I found a good question posted on comp.databases.oracle.server today by Daniel Morgan. He has just inherited a 7.3.3 database on Solaris (Not current version) and wanted to know how to audit connections and actions as SYS, SYSTEM and INTERNAL to meet requirements of Sarbanes-Oxley.

A number of people have posted so far to the thread. This question is interesting as the version of Oracle is before Fine Grained Audit and Row Level security, system triggers, auditing of SYS operations and any other useful feature that could be used to audit these users actions.

My contribution to the thread was this:

"Hi Daniel,

I can think of one way, which is not particularly practical. You could
sniff the network traffic to the server and extract the SQL, DDL and
connections to and from it. To do so you would need to sit directly in
front of the server hosting the database. You would need to extract the
time, user and the SQL from the packets and ideally store them in
another database for querying. You could use a packet sniffer or
possibly SQL*Net trace on the server.

Don't forget about SQL*net logs and the listener log to get connections.

··········

TASK DIRECTIONS >> Carry on the post about auditing SYS, SYSTEM and INTERNAL on an Oracle 7.3.3 database, starting right after its final sentence.

··········

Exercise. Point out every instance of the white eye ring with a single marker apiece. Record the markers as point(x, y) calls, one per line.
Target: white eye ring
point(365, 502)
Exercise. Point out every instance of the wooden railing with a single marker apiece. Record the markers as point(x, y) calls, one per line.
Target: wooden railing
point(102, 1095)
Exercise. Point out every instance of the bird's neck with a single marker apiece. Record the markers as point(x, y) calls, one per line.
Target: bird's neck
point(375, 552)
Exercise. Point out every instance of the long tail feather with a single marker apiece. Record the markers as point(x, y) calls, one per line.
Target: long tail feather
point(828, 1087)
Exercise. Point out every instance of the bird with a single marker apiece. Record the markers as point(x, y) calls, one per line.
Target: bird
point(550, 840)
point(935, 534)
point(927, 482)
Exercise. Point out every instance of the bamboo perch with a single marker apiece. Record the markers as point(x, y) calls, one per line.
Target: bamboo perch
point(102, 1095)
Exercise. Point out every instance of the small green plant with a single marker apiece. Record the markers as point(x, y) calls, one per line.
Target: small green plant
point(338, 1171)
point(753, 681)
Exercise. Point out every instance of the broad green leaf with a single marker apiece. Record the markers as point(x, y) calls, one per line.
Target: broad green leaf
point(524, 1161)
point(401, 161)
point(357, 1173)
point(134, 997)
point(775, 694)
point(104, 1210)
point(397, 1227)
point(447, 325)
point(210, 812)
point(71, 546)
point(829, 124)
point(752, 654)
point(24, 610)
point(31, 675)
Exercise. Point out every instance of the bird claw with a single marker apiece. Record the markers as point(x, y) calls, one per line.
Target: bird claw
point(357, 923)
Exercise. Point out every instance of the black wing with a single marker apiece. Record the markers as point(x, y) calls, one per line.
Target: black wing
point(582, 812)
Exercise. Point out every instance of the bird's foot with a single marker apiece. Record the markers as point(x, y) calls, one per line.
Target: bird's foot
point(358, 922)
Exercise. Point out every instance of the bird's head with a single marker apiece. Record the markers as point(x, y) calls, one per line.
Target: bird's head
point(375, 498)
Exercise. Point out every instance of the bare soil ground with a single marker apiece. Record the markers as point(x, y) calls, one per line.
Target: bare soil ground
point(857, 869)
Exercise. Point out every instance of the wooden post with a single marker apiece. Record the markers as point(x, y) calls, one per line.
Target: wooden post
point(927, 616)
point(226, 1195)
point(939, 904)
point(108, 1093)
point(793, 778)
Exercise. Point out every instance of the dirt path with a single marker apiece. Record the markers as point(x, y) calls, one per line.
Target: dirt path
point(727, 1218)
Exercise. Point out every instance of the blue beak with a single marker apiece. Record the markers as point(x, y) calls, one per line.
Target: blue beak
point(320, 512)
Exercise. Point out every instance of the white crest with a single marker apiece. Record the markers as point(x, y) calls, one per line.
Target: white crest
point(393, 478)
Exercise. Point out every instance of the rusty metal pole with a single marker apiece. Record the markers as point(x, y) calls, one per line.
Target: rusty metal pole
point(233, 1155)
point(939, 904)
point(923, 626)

··········

REPLY TO THE TASK >>
There are commercial products available that already do this. I don't
know the licence costs of them. There is Chakra from OR Solutions,
Guardium SQL Guard from Guardium, Entregra for Oracle from Lumigent,
Zeus Extensible Traffic Manager from Zeus technology and also Integrigy
and Application security Inc are both about to release IDS / firewall
type products which slightly less fill the bill. There are links to all
of these on my tools page in the commercial section - see
http://www.petefinnigan.com/tools.htm

A possible other way would be to poll the SGA and extract the SQL, but
this method could "lose" SQL if you do not poll fast enough and also
would hurt the database. It is possible to do the same by reading the
SGA directly with C programs. Writing a program to just extract SQL
would not be that difficult. There are commercial tuning products that
do this (access the SGA directly) but whether you can stream the SQL out
of them or not, i am not sure. There are some papers on direct SGA
access on my site at http://www.petefinnigan.com/other.htm - I also
talked about the same in my Oracle security web log recently -
see http://www.petefinnigan.com/weblog/entries/index.htm

hope this helps a bit,

kind regards

Pete"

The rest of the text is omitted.